Region segmentation data:
◆ ◆ ◆ ◆
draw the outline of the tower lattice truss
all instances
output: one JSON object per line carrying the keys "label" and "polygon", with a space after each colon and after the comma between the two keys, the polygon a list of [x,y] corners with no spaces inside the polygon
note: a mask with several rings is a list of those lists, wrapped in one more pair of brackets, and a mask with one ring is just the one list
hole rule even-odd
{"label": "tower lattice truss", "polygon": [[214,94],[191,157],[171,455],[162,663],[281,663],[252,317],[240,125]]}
◆ ◆ ◆ ◆
### Work required
Report every line in the entries above that contains the string "with". Treat uppercase and lowercase as different.

### Final result
output: one JSON object per line carrying the keys "label" and "polygon", with a space after each colon and after the comma between the two keys, the polygon a list of [x,y] corners with no spaces inside the polygon
note: a mask with several rings is a list of those lists, wrapped in one more pair of brackets, and a mask with one ring is just the one list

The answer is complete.